PROVIDED DATA Start Marker

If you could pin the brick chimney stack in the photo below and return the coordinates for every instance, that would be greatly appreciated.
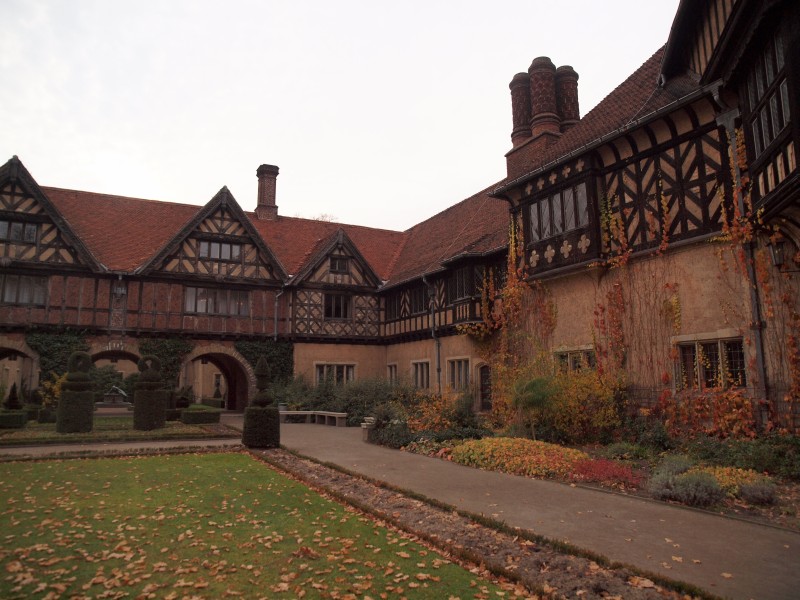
(544, 109)
(567, 97)
(266, 209)
(520, 88)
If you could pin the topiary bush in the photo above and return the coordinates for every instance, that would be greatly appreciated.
(75, 412)
(262, 425)
(149, 398)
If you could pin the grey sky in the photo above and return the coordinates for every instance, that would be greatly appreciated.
(378, 113)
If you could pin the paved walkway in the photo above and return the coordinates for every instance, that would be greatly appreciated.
(727, 557)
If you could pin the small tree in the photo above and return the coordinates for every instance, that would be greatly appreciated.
(262, 428)
(149, 398)
(75, 412)
(531, 396)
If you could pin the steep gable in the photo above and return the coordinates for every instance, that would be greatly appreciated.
(337, 261)
(32, 231)
(219, 242)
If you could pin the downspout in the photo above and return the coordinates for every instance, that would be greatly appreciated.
(728, 121)
(275, 325)
(436, 340)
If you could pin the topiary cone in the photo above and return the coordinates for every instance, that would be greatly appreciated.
(75, 413)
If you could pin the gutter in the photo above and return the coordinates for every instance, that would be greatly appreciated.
(436, 340)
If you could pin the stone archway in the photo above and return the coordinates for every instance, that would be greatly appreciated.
(18, 364)
(240, 379)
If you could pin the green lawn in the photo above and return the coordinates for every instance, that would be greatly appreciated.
(107, 429)
(201, 526)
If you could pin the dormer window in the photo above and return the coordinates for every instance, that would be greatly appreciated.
(339, 264)
(558, 213)
(17, 231)
(222, 251)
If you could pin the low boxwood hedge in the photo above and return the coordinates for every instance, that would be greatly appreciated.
(13, 419)
(199, 414)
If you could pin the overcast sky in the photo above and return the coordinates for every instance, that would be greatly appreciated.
(378, 113)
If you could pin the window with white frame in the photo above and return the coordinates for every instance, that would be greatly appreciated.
(337, 306)
(18, 231)
(575, 360)
(711, 363)
(214, 301)
(220, 251)
(458, 373)
(22, 289)
(421, 374)
(558, 213)
(335, 373)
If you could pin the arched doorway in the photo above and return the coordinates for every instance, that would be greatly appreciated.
(219, 368)
(17, 367)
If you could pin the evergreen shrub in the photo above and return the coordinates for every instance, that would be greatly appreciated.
(262, 424)
(13, 419)
(75, 412)
(149, 398)
(261, 427)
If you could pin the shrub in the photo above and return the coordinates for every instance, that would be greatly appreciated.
(198, 414)
(174, 414)
(606, 472)
(674, 465)
(518, 456)
(75, 413)
(731, 479)
(261, 427)
(13, 419)
(760, 492)
(584, 408)
(149, 399)
(262, 423)
(774, 454)
(13, 402)
(697, 489)
(649, 432)
(395, 435)
(625, 451)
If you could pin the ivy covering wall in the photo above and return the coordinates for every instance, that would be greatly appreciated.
(171, 352)
(54, 348)
(278, 354)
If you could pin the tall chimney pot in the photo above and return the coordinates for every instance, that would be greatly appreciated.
(567, 96)
(266, 209)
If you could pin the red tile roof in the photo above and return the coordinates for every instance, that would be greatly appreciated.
(477, 225)
(122, 233)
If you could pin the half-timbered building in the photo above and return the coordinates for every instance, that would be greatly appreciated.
(628, 215)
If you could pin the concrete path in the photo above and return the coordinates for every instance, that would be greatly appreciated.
(734, 558)
(727, 557)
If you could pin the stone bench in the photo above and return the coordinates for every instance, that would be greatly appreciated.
(321, 417)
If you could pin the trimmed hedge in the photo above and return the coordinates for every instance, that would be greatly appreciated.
(149, 399)
(13, 419)
(75, 412)
(262, 427)
(199, 414)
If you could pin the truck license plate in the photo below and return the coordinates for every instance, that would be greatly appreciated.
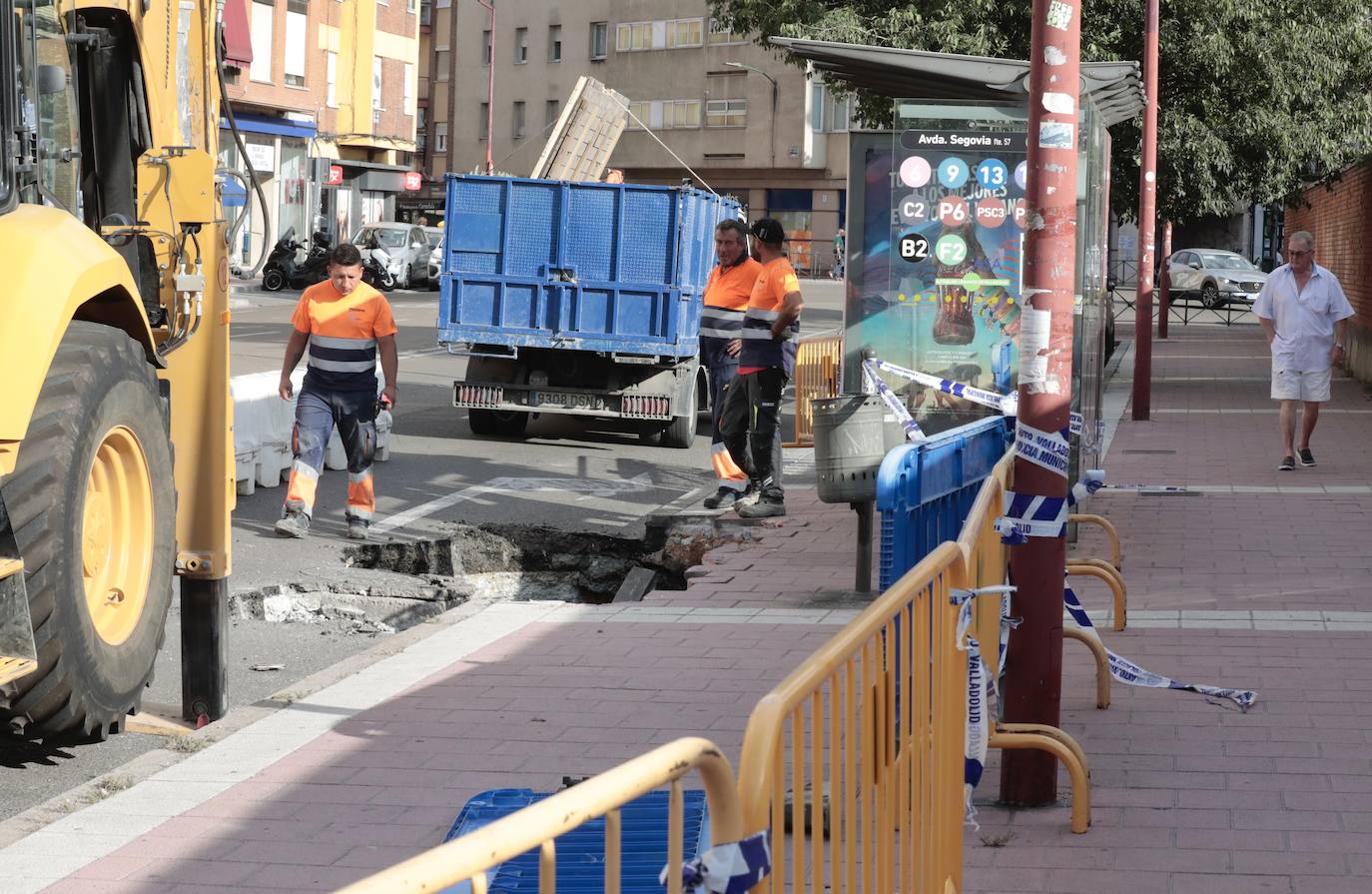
(567, 400)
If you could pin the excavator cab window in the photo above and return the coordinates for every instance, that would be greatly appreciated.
(48, 106)
(8, 112)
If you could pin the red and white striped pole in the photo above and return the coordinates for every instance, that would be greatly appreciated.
(1033, 684)
(1147, 220)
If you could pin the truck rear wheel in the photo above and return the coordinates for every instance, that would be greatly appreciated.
(94, 505)
(681, 432)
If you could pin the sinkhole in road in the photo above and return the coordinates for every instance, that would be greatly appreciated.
(531, 561)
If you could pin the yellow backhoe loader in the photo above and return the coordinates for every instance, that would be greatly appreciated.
(116, 458)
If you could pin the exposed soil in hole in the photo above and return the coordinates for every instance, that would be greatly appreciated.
(532, 561)
(383, 588)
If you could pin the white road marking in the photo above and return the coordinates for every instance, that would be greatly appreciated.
(585, 486)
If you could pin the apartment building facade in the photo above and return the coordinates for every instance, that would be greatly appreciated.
(324, 94)
(704, 103)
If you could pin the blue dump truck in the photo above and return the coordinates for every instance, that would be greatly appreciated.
(580, 299)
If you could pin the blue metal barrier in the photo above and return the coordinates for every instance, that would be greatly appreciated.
(925, 490)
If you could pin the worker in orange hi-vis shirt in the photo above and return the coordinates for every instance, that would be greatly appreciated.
(721, 340)
(344, 323)
(751, 417)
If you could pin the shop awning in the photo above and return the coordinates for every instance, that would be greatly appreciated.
(250, 123)
(1114, 87)
(238, 37)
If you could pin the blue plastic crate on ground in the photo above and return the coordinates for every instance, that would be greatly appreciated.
(925, 490)
(580, 853)
(615, 268)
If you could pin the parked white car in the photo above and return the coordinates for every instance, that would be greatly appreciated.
(1220, 278)
(402, 249)
(435, 237)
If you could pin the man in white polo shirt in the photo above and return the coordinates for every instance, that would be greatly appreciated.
(1305, 316)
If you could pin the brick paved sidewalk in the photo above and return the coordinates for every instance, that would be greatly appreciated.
(1255, 579)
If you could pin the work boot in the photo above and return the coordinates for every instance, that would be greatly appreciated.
(765, 506)
(294, 523)
(723, 498)
(749, 495)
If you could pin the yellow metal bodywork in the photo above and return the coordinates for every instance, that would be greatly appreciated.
(17, 654)
(61, 268)
(117, 533)
(65, 271)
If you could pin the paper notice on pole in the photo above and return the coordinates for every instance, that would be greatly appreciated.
(1056, 135)
(1034, 327)
(1047, 449)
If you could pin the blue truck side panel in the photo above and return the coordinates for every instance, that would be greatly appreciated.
(615, 268)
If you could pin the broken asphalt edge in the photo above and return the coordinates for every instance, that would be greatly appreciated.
(151, 762)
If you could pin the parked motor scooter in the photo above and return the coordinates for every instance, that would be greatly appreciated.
(283, 270)
(376, 271)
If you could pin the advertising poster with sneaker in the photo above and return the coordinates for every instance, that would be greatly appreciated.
(957, 239)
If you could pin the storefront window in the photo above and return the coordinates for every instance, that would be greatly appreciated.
(294, 186)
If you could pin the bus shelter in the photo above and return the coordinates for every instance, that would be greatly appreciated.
(938, 222)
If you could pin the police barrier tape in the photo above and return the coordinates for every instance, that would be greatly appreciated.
(894, 403)
(982, 691)
(1027, 515)
(1125, 670)
(734, 868)
(1008, 404)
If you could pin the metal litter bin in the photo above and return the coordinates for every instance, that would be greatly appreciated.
(852, 436)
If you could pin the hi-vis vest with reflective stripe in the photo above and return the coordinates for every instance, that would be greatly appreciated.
(726, 297)
(343, 336)
(342, 355)
(760, 349)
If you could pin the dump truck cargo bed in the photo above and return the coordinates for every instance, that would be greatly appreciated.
(616, 270)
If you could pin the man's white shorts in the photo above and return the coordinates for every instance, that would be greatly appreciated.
(1290, 385)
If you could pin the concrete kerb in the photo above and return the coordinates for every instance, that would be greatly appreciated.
(153, 762)
(161, 790)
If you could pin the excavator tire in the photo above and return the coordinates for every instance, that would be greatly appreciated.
(94, 506)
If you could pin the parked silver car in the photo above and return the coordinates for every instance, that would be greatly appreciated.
(405, 249)
(435, 237)
(1218, 278)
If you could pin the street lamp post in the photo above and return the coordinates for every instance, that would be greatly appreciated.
(773, 135)
(490, 91)
(1147, 222)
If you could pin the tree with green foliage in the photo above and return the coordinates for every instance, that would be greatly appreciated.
(1257, 101)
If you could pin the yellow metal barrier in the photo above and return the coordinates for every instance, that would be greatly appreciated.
(854, 762)
(986, 563)
(868, 735)
(1111, 534)
(536, 825)
(1113, 579)
(818, 363)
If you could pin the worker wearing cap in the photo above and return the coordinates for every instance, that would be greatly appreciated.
(344, 323)
(751, 417)
(721, 340)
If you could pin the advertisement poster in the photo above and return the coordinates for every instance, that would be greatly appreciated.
(951, 301)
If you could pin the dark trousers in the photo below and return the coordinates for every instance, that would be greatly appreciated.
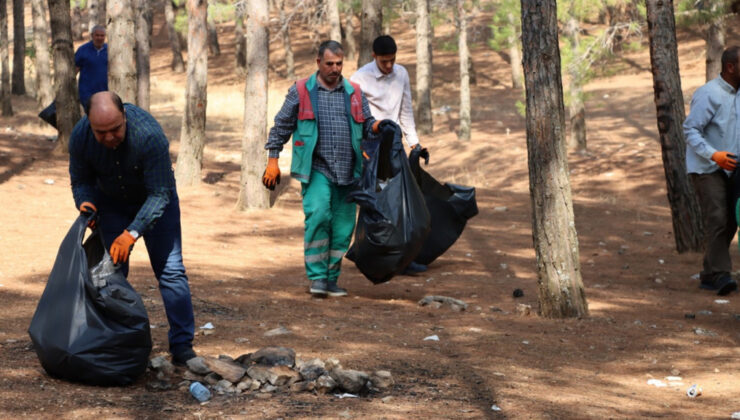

PROVIDED DATA End Marker

**DESCRIPTION OF THE TASK:** Print, exactly as written, the lines from the one containing "If you could pin the street" to the end of the material, both ends included, and nothing else; no pictures.

**EXERCISE RESULT:**
If you could pin the street lamp post in the photo above and return the coordinates for every instance, that would be greatly appreciated.
(773, 135)
(490, 91)
(1147, 222)
If you could pin the tree with green foliage in the photo above and return the coordinates for every instance, that would be greatly appreciated.
(1257, 101)
If you could pin the yellow metal barrier in the photo above and return the coordinates for every instance, that would be greatly appreciated.
(854, 762)
(986, 563)
(868, 735)
(1111, 534)
(536, 825)
(1113, 579)
(818, 363)
If you could pin the worker wearing cap in the photo above and return the coordinates for every instance, that would be greatly appreciated.
(344, 323)
(751, 417)
(721, 340)
If you could pin the advertisement poster in the photo above and return the coordinates for every instance, that would be greatly appreciated.
(951, 301)
If you could pin the dark trousers in the photo below and return the coordinates for every instance, that would be greatly appreciated.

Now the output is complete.